### Directions
Reproduce all of the data below, swapping each occurrence of "keypoint" for "marker" and changing nothing else.

### Supplied material
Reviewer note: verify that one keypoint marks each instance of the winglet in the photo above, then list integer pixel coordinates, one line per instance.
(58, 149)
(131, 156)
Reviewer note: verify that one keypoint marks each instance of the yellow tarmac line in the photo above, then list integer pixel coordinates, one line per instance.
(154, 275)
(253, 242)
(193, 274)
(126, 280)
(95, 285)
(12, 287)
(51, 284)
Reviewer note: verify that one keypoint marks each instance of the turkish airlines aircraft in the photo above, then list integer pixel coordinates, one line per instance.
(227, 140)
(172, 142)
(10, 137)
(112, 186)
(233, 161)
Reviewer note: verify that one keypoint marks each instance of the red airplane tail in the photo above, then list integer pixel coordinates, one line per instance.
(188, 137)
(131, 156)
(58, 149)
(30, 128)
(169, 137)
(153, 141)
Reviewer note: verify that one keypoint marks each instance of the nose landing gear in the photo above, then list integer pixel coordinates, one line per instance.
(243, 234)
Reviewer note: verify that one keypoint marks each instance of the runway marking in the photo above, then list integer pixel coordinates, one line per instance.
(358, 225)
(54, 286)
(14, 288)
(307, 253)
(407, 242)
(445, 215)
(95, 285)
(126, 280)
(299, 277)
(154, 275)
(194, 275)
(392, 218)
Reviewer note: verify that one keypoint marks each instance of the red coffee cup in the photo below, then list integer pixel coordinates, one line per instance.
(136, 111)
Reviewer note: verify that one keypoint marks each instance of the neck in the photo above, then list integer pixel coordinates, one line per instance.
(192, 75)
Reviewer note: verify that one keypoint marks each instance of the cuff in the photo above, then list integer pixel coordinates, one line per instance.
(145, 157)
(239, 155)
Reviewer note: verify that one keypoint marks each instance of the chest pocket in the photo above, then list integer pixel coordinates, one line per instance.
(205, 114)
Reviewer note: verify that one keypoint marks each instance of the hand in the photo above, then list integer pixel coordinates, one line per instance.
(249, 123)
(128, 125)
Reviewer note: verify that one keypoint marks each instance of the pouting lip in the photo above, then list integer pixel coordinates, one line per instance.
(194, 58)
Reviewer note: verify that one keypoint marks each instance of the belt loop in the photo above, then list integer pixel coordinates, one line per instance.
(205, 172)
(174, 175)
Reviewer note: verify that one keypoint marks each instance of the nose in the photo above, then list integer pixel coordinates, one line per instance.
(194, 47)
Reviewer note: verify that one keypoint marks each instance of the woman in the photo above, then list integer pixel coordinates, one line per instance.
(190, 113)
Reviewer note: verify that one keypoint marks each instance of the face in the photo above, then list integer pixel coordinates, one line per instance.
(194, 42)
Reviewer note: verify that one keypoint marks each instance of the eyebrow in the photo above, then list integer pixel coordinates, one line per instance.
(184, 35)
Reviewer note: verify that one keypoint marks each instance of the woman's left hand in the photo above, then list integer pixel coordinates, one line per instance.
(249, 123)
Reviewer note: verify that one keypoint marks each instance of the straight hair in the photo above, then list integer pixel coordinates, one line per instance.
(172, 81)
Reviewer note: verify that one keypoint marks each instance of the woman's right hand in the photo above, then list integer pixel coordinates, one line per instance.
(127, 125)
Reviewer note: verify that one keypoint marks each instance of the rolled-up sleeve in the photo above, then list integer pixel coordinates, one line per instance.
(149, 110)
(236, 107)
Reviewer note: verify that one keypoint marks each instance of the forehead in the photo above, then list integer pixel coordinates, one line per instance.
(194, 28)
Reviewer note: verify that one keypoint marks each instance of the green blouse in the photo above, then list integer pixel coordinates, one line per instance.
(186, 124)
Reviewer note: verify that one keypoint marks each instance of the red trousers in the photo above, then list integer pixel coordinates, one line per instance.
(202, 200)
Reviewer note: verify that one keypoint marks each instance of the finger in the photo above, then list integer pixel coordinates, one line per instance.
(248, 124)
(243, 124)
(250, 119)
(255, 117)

### Full answer
Reviewer note: verify that one marker marks each instance of the winglet in the photo above, then list integer pixel coordinates, one line per instance.
(58, 149)
(131, 156)
Reviewer note: verify that one marker marks each instance of the yellow tarmac line in the photo above, then list integer pixel coordinates, one line per instance.
(154, 275)
(253, 242)
(193, 274)
(126, 280)
(95, 285)
(12, 287)
(51, 284)
Reviewer note: verify that one marker marks each instance of the turkish airlines aircraft in the photo above, then list integer pixel coordinates, one line per instance.
(227, 140)
(172, 142)
(10, 137)
(112, 186)
(233, 161)
Reviewer note: verify that one marker marks each instance of the red airplane tail in the photo above, then list integer pixel coordinates, one line per instance.
(188, 137)
(131, 156)
(58, 149)
(30, 128)
(169, 137)
(153, 141)
Reviewer note: verify that one marker marks each instance of the nose landing gear in the photo above, then list integer pixel coordinates, one line per instance.
(243, 234)
Reviewer note: verify that one marker marks each instance of the runway marking in the photo above, then list integer pixel coordinates, one line per instance.
(358, 225)
(54, 286)
(14, 288)
(307, 253)
(407, 242)
(445, 215)
(95, 285)
(126, 280)
(299, 277)
(154, 275)
(194, 275)
(392, 218)
Reviewer note: verify that one marker marks each instance of the red coffee cup in the photo below, then list integer pixel coordinates, one line per instance.
(136, 111)
Reviewer note: verify that one marker marks each instance of the neck in the photo above, then list integer pixel coordinates, one line per instance.
(192, 75)
Reviewer note: verify that one marker marks each instance of the cuff in the photo above, then list integer pixel coordinates, one line per instance.
(145, 157)
(239, 155)
Reviewer note: verify that one marker marks each instance of the chest pocket in the photo above, then list integer pixel coordinates, one line per instance.
(205, 114)
Reviewer note: verify that one marker marks each instance of the hand in the photo above, then list integer pixel coordinates, one line per instance.
(249, 123)
(128, 125)
Reviewer note: verify that one marker marks each instance of the pouting lip in the photo above, then list integer pixel coordinates, one line per instance.
(194, 58)
Reviewer note: verify that one marker marks each instance of the belt loop in the photo above, then list integer pixel coordinates, one line per instance.
(205, 172)
(174, 175)
Reviewer note: verify that one marker marks each instance of the nose in the photo above, then list integer pixel coordinates, one line per instance.
(194, 47)
Reviewer note: verify that one marker marks each instance of the woman in the photo above, then list integer pixel coordinates, one line per instance.
(190, 113)
Reviewer note: verify that one marker marks each instance of the face in the photo above, then list integer pixel coordinates, one line per instance.
(194, 42)
Reviewer note: verify that one marker marks each instance of the eyebrow in the photo above, then list integer pixel coordinates, one line per instance.
(184, 35)
Reviewer note: verify that one marker marks each instance of the woman's left hand in the photo above, then list integer pixel coordinates, one line per instance.
(249, 123)
Reviewer note: verify that one marker marks each instance of the straight hair in the photo above, then list integer pixel coordinates, one line per instance.
(172, 81)
Reviewer note: verify that one marker marks each instance of the woman's right hand in the photo above, then list integer pixel coordinates, one line per instance.
(127, 125)
Reviewer note: verify that one marker marks each instance of the rolled-up sleeve in the photo above, then list integer pixel coordinates, one line per instance.
(149, 110)
(236, 107)
Reviewer note: verify that one marker marks each instance of the forehead in the photo above, then list integer pixel coordinates, one line per instance.
(194, 28)
Reviewer note: verify that one marker marks each instance of the green blouse in the photo above, then list integer pixel coordinates, one line per instance.
(186, 124)
Reviewer note: verify that one marker marks each instance of the red trousers in the photo above, then list integer pixel coordinates, one line per instance.
(202, 200)
Reviewer note: verify that one marker marks each instance of the finger in the photo above, then list integer pixel coordinates, one line per instance.
(248, 124)
(243, 124)
(250, 119)
(255, 117)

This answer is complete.